» Given instruction 1:
Answer these questions using the William Tang biography:
(a) During which years was he Chief Scientist at the Princeton Plasma Physics Laboratory?
(b) How many citations does his work have on Google Scholar Citations?
(c) Which award did he receive in 2005?
» Given instruction 2: Transcribe the William Tang biography, starting at "He is internationally" and ending at "HPC collaboration (2011-2014).".
» Given instruction 3: Go on with the William Tang biography from its last line.

» Selected excerpt:

Fusion Deep Learning
William Tang of Princeton University is a Principal Research Physicist at the Princeton Plasma Physics Laboratory for which he served as Chief Scientist (1997-2009) and Head, Theory Department (1990-2002). He is Lecturer with Rank & Title of Professor in the Plasma Physics Section of the Department of Astrophysical Sciences, Participating Faculty at the Center for Statistics and Machine Learning (CSML), and member of the Executive Board for the "Princeton Institute for Computational Science and Engineering (PICSciE)," which he helped establish and served as Associate Director (2003-2009). He received his PhD in Physics with his dissertation carried out at the University of California Lawrence Livermore National Laboratory within the Department of Applied Science founded by Edward Teller, and is a Fellow of the American Physical Society.
He is internationally recognized for expertise in the mathematical formalism as well as associated computational applications dealing with electromagnetic kinetic plasma behavior in complex geometries, and has well over 200 publications with an "h-index" or "impact factor" on Google Scholar Citations of 60 with over 14,300 citations that include 40 papers each with at least 100 citations. He was U.S. PI for the G8 Research Council's "Exascale Computing for Global Scale Issues" Project in Fusion Energy - an NSF-funded international HPC collaboration (2011-2014).
Prof. Tang has made original contributions in basic plasma physics, fusion energy science, interdisciplinary computational science, and artificial intelligence/deep learning -- with associated awards including:
- the 2005 Chinese Institute of Engineers-USA Distinguished Achievement Award "for outstanding leadership in fusion research and contributions to fundamentals of plasma science."

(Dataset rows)

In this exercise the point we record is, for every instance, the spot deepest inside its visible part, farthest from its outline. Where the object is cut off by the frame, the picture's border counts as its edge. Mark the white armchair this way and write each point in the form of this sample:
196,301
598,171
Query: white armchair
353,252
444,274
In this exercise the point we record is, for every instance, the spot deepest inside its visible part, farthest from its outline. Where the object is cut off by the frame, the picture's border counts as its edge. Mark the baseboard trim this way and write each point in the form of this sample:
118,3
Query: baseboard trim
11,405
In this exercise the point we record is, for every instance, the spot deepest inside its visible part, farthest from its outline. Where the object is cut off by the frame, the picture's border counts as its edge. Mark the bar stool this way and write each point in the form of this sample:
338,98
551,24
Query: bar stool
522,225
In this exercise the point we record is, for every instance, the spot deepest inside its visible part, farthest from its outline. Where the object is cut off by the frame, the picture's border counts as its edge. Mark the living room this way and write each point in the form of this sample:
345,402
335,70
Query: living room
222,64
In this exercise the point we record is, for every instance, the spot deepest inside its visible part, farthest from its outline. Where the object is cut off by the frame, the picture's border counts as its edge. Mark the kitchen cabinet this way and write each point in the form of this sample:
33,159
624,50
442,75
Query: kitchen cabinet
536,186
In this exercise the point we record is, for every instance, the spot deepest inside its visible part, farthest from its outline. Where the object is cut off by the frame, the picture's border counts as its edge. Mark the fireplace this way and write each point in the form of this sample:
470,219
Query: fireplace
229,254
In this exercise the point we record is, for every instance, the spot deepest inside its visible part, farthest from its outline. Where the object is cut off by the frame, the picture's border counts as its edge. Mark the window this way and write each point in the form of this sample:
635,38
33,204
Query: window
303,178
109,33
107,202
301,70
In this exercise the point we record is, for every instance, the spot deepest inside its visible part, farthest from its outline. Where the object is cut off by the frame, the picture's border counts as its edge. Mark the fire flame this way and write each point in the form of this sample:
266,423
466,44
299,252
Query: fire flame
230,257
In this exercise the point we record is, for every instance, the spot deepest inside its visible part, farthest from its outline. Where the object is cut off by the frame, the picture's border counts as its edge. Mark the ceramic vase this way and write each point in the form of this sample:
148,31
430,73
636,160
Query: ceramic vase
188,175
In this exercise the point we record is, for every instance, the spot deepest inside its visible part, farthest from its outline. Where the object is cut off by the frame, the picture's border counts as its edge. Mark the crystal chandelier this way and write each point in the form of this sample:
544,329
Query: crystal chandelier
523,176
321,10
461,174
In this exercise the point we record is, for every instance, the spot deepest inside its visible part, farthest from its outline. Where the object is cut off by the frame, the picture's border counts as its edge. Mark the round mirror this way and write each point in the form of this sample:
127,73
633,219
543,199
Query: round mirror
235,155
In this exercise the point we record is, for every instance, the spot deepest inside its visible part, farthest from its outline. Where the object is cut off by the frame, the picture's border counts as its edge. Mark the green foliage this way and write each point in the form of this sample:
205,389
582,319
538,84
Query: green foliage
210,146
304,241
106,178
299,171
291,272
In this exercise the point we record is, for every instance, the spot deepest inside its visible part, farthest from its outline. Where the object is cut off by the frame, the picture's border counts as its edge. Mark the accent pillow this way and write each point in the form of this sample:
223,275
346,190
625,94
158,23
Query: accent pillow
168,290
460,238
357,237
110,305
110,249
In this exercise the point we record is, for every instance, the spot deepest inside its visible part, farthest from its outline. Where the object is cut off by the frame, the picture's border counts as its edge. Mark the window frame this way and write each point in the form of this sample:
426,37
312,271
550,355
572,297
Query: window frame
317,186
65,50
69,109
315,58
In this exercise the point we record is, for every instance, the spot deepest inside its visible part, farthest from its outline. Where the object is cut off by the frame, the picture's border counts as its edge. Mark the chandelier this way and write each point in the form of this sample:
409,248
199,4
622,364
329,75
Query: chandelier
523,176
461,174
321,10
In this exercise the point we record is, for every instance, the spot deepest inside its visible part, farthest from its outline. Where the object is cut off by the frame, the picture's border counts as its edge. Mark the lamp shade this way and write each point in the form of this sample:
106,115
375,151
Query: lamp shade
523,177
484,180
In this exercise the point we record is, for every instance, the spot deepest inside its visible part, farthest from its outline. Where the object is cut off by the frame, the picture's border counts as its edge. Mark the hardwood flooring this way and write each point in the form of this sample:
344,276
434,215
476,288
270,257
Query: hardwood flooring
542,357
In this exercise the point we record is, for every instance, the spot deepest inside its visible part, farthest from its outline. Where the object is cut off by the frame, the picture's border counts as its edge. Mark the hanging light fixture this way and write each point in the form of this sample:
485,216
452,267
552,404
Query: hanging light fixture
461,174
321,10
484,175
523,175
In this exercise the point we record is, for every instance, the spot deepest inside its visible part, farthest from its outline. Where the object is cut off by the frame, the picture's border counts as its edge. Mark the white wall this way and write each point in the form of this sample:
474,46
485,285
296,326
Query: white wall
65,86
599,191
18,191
--
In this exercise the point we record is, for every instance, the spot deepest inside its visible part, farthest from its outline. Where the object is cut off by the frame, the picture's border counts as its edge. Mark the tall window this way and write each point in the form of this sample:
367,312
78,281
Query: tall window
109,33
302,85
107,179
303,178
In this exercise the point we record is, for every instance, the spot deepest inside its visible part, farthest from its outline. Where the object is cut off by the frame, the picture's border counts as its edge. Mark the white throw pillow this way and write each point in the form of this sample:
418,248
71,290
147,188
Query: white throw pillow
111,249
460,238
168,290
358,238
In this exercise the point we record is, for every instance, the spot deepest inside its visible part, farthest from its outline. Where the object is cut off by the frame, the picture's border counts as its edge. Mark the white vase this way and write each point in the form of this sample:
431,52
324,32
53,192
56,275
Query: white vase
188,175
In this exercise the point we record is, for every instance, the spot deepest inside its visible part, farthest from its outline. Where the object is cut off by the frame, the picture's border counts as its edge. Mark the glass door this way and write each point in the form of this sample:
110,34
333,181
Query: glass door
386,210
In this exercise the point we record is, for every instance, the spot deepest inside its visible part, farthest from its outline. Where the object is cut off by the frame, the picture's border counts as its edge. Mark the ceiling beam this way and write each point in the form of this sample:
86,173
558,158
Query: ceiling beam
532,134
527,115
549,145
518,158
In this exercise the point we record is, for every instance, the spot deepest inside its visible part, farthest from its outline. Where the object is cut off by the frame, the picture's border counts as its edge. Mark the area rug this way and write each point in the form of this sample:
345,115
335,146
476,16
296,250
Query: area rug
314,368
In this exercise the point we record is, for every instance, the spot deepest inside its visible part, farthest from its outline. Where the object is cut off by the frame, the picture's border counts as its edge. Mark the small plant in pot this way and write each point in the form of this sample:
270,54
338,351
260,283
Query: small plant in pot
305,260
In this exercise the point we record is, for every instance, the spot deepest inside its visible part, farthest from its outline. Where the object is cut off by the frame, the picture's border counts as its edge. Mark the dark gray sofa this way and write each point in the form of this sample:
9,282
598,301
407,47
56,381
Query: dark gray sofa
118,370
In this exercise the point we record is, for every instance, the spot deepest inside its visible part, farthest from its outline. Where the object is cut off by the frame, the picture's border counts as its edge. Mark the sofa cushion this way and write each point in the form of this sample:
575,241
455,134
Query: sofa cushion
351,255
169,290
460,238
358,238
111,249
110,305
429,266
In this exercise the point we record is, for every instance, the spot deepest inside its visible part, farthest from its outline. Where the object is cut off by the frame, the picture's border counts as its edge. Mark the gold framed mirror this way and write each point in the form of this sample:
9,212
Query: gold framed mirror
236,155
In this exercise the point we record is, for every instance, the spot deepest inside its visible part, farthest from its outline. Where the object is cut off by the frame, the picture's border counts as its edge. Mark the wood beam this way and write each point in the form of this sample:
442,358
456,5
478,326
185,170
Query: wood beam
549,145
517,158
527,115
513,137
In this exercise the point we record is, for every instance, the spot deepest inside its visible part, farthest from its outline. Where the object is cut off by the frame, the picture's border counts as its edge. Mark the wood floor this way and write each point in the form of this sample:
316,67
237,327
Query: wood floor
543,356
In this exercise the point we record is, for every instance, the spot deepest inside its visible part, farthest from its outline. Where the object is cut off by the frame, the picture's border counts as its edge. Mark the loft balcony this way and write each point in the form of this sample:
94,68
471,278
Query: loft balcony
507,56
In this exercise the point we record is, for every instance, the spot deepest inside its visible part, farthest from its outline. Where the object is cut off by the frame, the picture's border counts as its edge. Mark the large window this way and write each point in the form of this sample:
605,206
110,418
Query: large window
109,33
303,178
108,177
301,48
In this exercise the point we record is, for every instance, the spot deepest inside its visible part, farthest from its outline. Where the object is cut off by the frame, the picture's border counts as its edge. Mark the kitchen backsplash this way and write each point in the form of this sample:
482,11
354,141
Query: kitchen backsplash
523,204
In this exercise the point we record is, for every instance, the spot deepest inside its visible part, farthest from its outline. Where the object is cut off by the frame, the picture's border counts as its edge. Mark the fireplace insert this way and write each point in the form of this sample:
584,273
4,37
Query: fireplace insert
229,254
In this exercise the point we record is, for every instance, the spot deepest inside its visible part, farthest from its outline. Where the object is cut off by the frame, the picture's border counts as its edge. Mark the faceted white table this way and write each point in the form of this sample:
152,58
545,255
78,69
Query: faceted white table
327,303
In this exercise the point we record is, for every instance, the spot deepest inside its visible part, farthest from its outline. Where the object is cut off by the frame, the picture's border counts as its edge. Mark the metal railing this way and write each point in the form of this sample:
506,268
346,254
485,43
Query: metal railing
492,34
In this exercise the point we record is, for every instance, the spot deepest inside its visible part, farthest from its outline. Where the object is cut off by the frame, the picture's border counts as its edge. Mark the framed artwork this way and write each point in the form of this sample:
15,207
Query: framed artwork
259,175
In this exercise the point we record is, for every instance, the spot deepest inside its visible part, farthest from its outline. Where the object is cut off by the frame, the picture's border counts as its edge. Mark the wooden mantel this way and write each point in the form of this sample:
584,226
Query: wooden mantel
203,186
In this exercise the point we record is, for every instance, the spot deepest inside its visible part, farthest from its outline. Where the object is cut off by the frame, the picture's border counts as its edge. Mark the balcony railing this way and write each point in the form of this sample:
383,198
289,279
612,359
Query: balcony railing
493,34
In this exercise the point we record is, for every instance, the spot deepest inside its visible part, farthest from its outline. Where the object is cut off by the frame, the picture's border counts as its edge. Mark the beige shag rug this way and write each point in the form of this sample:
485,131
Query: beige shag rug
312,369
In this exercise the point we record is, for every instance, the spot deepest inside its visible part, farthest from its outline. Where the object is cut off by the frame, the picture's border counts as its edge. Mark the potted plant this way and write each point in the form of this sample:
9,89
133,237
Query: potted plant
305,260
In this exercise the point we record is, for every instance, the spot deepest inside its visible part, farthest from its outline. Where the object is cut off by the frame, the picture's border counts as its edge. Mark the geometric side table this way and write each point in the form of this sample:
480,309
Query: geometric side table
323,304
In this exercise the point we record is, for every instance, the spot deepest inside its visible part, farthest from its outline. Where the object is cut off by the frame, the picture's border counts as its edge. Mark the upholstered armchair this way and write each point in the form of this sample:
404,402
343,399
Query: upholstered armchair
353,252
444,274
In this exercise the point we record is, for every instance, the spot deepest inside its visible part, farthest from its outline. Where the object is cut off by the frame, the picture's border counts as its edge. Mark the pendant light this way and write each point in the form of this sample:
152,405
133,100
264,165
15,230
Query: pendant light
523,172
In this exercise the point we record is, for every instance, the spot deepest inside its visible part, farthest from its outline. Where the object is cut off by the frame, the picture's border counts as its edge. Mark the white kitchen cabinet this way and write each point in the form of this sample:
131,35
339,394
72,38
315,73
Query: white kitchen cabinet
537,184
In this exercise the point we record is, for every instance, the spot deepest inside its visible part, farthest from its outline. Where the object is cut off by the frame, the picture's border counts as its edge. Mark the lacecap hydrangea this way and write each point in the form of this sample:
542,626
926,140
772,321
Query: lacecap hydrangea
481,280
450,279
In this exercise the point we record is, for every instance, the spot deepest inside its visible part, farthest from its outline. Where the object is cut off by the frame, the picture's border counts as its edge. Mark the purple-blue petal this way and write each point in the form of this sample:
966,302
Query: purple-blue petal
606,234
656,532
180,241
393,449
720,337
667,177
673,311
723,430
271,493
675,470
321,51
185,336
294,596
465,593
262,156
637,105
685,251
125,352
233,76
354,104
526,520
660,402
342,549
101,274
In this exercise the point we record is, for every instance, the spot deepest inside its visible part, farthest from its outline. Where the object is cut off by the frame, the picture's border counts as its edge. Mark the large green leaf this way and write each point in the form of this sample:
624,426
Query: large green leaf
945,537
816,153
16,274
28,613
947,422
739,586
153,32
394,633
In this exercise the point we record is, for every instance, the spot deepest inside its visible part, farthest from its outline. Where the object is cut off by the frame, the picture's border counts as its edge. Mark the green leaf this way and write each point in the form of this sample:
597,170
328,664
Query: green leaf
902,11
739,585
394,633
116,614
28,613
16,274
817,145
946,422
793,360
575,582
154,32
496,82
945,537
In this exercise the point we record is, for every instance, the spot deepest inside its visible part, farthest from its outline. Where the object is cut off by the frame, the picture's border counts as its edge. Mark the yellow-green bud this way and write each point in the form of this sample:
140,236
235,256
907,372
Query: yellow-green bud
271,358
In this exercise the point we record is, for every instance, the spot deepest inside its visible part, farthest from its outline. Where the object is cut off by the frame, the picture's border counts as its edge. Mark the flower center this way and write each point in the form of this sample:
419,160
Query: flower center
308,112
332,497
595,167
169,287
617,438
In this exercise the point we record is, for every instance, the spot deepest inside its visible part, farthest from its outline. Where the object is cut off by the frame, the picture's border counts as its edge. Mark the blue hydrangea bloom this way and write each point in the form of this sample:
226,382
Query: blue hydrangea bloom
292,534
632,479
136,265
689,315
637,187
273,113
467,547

» Task response 1:
(a) 1997-2009
(b) Over 14,300
(c) The Chinese Institute of Engineers-USA Distinguished Achievement Award

» Task response 2:
He is internationally recognized for expertise in the mathematical formalism as well as associated computational applications dealing with electromagnetic kinetic plasma behavior in complex geometries, and has well over 200 publications with an "h-index" or "impact factor" on Google Scholar Citations of 60 with over 14,300 citations that include 40 papers each with at least 100 citations. He was U.S. PI for the G8 Research Council's "Exascale Computing for Global Scale Issues" Project in Fusion Energy - an NSF-funded international HPC collaboration (2011-2014).

» Task response 3:
- the 2019 Global Impact Award from NVIDIA Corporation for "groundbreaking work in using GPU-accelerated computing to unleash deep learning neural networks for dramatically increasing the accuracy and speed in predicting disruptions in fusion systems."
- the 2013 High Performance Computing Innovation Excellence Award from International Data Corporation for "using high-end supercomputing resources to carry out advanced simulations for the first time of confinement physics in large-scale magnetic fusion energy plasmas with unprecedented phase-space resolution and long temporal duration to deliver important new scientific insights."
Dr. Tang is the current leader of an AI/Deep Learning project that has produced a high-profile article in NATURE (April 2019) on "Predicting Disruptive Instabilities in Controlled Fusion Plasmas through Deep Learning" (J. Kates-Harbeck, A. Svyatkovskiy, W. Tang) that brings together the emergence of the exciting growth area of deep learning with an exemplar from the grand challenge area of clean energy via magnetic fusion. This work uniquely demonstrated for the first time that predictive software trained on one experimental device (e.g., the DIII-D tokamak in CA) to make accurate predictions on another (the larger and more powerful EUROFUSION JET tokamak in the UK). Moreover, it was the first FES DL code to efficiently utilize leadership class supercomputers (e.g., Titan, Summit in US; & Tsubame-3 in Japan) -- highlighted in his invited Keynote on “Deep Learning Acceleration of Progress toward Delivery of Fusion Energy" at the 2018 International Supercomputing Conference in Frankfurt, Germany. He is currently PI for prominent FES HPC Supercomputing discovery science projects including the ANL Early Science Project (ECP) on AURORA -- the first targeted DOE-SC Exascale System in 2021, the new “NESAP for Learning (N4L)” Project on the Perlumutter System at LBNL, and (as Co-PI with Zhihong Lin of UC Irvine) on the internationally top-rated SUMMIT System at ORNL.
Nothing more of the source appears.